Task directions:
Every entry has to be output exactly, with none skipped.

[Items from a dataset]
**********
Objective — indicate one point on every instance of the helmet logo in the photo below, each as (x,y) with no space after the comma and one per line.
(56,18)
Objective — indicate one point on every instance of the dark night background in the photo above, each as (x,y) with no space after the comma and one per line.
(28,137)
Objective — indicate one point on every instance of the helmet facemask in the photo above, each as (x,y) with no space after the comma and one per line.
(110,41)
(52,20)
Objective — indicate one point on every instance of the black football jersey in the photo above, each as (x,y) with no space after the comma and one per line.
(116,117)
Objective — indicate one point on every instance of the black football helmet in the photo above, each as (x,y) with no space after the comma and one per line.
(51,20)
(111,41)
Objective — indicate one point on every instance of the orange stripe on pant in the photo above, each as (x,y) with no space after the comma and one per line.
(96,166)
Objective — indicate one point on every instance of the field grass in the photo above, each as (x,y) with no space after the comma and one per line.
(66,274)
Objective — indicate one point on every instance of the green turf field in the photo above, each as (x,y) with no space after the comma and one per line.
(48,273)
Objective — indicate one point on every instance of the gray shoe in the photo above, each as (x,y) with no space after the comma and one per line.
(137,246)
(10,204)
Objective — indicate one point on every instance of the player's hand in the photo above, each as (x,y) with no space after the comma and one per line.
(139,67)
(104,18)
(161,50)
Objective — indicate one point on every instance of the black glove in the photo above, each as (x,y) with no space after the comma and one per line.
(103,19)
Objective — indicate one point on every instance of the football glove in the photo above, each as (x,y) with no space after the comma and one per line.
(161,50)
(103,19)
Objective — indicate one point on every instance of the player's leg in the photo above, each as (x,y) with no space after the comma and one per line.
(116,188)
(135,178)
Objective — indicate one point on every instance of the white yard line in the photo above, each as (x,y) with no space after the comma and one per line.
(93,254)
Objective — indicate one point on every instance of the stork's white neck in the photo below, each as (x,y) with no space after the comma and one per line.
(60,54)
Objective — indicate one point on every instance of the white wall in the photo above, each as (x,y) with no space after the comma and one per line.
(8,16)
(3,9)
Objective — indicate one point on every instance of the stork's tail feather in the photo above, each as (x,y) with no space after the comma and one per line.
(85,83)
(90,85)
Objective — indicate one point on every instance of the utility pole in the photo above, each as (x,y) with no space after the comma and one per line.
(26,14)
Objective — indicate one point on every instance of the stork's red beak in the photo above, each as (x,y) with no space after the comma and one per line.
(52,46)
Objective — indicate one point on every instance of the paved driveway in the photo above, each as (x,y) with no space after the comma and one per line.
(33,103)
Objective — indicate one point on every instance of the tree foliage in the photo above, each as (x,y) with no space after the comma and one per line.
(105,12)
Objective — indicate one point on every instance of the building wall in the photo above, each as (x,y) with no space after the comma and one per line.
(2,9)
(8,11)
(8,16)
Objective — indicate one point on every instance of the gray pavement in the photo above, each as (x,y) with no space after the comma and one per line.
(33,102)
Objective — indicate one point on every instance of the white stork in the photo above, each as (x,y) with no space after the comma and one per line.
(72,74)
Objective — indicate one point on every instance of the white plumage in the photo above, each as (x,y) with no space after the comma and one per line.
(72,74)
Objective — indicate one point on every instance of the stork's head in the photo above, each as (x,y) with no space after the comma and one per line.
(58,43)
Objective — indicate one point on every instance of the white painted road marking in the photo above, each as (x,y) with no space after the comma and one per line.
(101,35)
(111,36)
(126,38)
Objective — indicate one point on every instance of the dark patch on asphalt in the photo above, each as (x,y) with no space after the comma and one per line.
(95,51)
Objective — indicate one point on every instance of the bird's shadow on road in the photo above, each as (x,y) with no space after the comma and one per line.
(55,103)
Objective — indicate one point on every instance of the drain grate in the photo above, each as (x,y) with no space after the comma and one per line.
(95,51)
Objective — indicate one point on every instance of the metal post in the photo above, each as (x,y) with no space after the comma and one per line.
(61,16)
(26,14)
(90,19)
**********
Exercise output:
Objective — indicate one point on every instance of the helmet logo in the photo below, each as (x,y) with no space after the comma and one per line.
(56,18)
Objective — indicate one point on every instance of the dark night background in the photo above, each as (x,y) with no space after the comma and one per line.
(28,137)
Objective — indicate one point on every instance of the helmet facemask in the photo above, each as (x,y) with no space after the comma and one per line.
(110,41)
(52,20)
Objective — indicate one point on every instance of the black football jersey in the photo above, each as (x,y) with no space after the comma and one per line.
(116,117)
Objective — indicate one point on every instance of the black football helmet in the photo above, each as (x,y) with no space after the comma and one per line.
(51,20)
(111,41)
Objective — indicate one point on every instance of the orange stripe on pant in the photo above, each as (x,y) with no space after the comma and one per line.
(96,166)
Objective — indicate one point on every instance of the field grass in the photo above, each as (x,y) with no space after the comma and one per line.
(66,274)
Objective — indicate one point on every instance of the green turf field in the photo above, each as (x,y) with no space after the comma and one per line.
(48,273)
Objective — indicate one point on every instance of the gray shoe in the photo above, each as (x,y) with no space after the comma and one per line.
(137,246)
(10,204)
Objective — indicate one point on every instance of the player's hand in the photo above, each as (x,y) with no space after the comma and one per line.
(139,67)
(104,18)
(161,50)
Objective — indicate one point on every instance of the black glove in the photo above, each as (x,y) with no space after the comma and one per line.
(103,19)
Objective — indicate one point on every instance of the football glove in the photo above, each as (x,y) with no space after the comma and one per line.
(161,50)
(103,19)
Objective — indicate one point on every instance of the player's leg in the photo above, each as (x,y) with no space after the comma and one per line.
(116,188)
(135,178)
Objective — indicate one point on every instance of the white yard line in the photo above, each as (x,y) with no space after the comma and one per line.
(93,254)
Objective — indicate one point on every instance of the stork's white neck in the photo below, each as (x,y) with no space after the comma and one per line.
(60,54)
Objective — indicate one point on every instance of the white wall in the photo above, each as (x,y) with no space after the comma and one per line.
(8,16)
(3,9)
Objective — indicate one point on every instance of the stork's tail feather in the photo above, each as (x,y) with no space after the comma and one per line.
(85,83)
(90,85)
Objective — indicate one point on every instance of the utility pole in the photo above, each as (x,y) with no space after the comma and one per line.
(26,14)
Objective — indicate one point on every instance of the stork's red beak in the photo above, each as (x,y) with no space after the comma and one per line.
(52,46)
Objective — indicate one point on every instance of the paved driveway in the photo above, each as (x,y) with no space after the comma and one per line.
(33,103)
Objective — indicate one point on every instance of the tree foliage in the photo above, each as (x,y) with no space after the comma and one per line.
(105,12)
Objective — indicate one point on every instance of the building wall in the photo above, each as (x,y) with no space after the comma and one per line.
(2,9)
(8,11)
(8,16)
Objective — indicate one point on every instance of the gray pavement in the photo above, each as (x,y) with no space after the comma and one per line.
(33,102)
Objective — indicate one point on every instance of the white stork in the photo above, each as (x,y) with no space after the comma and one per line.
(72,74)
Objective — indicate one point on every instance of the white plumage in the photo above, each as (x,y) with no space after the comma and one per line.
(72,74)
Objective — indicate one point on every instance of the stork's head in the photo above, each as (x,y) with no space after the comma and one per line.
(58,43)
Objective — indicate one point on every instance of the white painted road marking in the photo above, each as (x,y) with no space after the comma and one per line.
(101,35)
(111,36)
(126,38)
Objective — indicate one point on every instance of the dark patch on asphalt in the photo above, each as (x,y) with no space after the comma and one per line.
(95,51)
Objective — indicate one point on every instance of the bird's shadow on road in the photo above, each as (x,y) with no space after the comma and one per line.
(55,103)
Objective — indicate one point on every instance of the drain grate in the photo above, each as (x,y) with no space after the comma and one per line.
(95,51)
Objective — indicate one point on every instance of the metal post in the photo above, each as (x,y) with no space after the comma and one per line.
(61,16)
(26,14)
(90,19)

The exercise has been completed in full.